### WORK REQUIRED
In the records below, count every line that contains the word "green" and report only the total.

### EXERCISE MATERIAL
•••

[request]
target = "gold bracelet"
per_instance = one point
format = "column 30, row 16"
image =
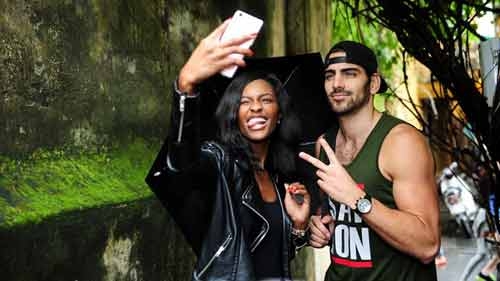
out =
column 300, row 233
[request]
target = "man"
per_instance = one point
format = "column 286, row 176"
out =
column 378, row 173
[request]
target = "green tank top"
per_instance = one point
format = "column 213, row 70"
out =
column 356, row 251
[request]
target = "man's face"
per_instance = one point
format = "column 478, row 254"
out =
column 347, row 86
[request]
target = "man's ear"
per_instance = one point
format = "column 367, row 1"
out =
column 375, row 82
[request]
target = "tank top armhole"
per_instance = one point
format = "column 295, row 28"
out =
column 390, row 123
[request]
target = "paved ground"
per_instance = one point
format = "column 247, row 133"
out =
column 458, row 251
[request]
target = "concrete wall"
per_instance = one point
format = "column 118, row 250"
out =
column 84, row 89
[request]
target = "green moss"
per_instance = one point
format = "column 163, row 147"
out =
column 51, row 182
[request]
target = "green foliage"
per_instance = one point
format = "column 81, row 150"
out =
column 381, row 40
column 51, row 182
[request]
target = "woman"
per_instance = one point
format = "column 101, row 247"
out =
column 233, row 199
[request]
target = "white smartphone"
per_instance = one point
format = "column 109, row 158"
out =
column 241, row 24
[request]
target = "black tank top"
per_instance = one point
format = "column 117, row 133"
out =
column 267, row 257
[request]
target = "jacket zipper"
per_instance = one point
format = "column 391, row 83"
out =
column 182, row 102
column 230, row 237
column 216, row 255
column 261, row 235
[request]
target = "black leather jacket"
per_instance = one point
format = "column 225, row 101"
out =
column 214, row 199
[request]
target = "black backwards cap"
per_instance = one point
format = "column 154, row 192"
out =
column 359, row 54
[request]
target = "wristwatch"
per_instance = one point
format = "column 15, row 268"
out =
column 300, row 233
column 364, row 204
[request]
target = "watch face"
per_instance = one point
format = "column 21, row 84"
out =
column 364, row 205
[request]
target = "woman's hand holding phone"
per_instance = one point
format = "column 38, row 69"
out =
column 212, row 56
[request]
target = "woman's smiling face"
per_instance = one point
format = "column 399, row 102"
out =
column 258, row 113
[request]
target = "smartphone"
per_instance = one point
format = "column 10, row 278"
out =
column 241, row 24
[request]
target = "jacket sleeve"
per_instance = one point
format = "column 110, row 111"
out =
column 181, row 176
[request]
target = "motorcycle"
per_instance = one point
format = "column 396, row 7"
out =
column 458, row 192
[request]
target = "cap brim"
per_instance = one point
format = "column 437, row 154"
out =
column 383, row 86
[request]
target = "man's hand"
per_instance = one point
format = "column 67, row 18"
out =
column 297, row 211
column 210, row 57
column 334, row 178
column 321, row 230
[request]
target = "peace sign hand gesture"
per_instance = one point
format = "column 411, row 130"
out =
column 334, row 178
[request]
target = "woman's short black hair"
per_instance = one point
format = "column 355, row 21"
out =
column 281, row 156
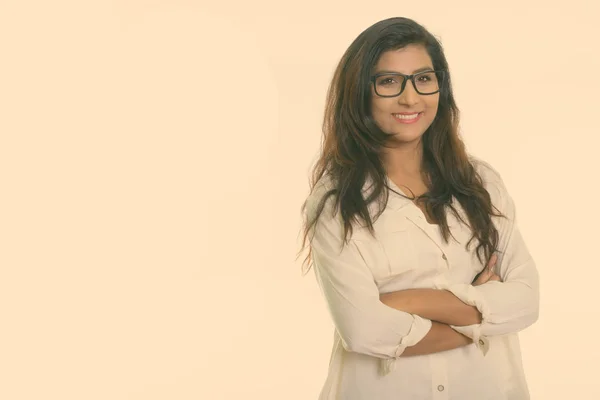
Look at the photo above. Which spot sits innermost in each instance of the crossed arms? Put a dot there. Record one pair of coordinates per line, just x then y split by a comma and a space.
423, 321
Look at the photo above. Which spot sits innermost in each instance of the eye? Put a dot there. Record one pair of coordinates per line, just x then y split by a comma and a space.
387, 81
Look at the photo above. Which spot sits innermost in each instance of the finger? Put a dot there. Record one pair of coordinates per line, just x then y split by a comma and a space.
492, 260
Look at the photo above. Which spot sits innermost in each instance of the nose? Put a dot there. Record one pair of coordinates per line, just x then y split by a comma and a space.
409, 95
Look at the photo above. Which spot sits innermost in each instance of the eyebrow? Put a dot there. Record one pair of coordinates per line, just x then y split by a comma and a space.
416, 71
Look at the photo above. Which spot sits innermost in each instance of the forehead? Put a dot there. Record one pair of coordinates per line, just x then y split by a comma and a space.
405, 60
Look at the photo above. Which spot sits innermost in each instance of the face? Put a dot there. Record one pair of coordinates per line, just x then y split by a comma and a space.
386, 110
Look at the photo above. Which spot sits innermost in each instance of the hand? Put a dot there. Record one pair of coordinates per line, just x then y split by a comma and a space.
488, 273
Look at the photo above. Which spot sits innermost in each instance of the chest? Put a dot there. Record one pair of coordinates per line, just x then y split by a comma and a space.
408, 251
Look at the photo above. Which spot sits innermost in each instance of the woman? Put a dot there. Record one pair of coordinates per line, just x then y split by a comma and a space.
414, 242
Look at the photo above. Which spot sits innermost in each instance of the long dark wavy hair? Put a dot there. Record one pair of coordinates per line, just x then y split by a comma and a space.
352, 144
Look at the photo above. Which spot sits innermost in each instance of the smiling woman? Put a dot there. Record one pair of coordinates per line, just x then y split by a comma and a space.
427, 292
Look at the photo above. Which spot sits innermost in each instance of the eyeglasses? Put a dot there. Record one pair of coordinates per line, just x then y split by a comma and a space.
389, 84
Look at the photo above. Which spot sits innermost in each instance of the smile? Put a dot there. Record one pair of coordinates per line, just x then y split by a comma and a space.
407, 118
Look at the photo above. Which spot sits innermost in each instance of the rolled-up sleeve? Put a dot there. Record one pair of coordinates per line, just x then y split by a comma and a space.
363, 322
511, 305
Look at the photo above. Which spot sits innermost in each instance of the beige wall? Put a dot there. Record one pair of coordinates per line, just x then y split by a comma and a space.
154, 157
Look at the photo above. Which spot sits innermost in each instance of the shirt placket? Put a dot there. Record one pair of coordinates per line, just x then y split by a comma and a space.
439, 377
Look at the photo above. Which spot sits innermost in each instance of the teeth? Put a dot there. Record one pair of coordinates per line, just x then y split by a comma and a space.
409, 116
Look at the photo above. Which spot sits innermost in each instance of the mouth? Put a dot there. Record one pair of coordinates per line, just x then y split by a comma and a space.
407, 118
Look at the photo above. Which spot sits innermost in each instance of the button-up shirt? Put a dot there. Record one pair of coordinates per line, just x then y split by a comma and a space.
408, 252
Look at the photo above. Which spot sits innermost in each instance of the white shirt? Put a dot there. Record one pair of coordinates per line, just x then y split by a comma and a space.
408, 252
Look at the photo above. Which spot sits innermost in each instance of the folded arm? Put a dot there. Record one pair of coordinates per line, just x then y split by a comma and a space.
495, 307
362, 321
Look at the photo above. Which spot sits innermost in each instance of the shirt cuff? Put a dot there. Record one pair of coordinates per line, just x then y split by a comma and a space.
418, 330
474, 332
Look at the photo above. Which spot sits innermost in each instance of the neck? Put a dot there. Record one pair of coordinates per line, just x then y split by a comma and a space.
404, 160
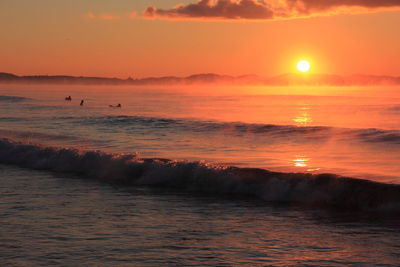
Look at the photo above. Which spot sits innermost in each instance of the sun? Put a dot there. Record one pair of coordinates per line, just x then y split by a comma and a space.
303, 66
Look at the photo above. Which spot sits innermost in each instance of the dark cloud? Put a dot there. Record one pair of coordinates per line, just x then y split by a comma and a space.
310, 6
229, 9
261, 9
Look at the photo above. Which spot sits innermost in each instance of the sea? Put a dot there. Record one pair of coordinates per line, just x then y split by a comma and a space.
199, 175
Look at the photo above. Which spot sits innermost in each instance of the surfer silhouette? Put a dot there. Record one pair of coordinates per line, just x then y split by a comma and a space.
117, 106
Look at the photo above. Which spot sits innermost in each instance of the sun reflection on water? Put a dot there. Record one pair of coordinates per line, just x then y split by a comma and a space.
303, 117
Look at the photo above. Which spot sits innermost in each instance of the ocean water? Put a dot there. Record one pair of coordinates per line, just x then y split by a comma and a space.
199, 176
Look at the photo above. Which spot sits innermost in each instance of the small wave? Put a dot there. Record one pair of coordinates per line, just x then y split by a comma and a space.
325, 190
12, 99
279, 132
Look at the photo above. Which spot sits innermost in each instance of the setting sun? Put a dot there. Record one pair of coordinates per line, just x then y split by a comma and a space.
303, 66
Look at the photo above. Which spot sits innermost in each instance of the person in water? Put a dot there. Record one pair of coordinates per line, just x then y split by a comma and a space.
117, 106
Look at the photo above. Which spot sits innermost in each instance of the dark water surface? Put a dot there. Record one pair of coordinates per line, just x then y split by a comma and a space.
54, 219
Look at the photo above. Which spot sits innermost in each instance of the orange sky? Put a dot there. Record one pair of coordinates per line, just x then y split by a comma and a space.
112, 38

•••

### RESPONSE FOR THIS EXERCISE
3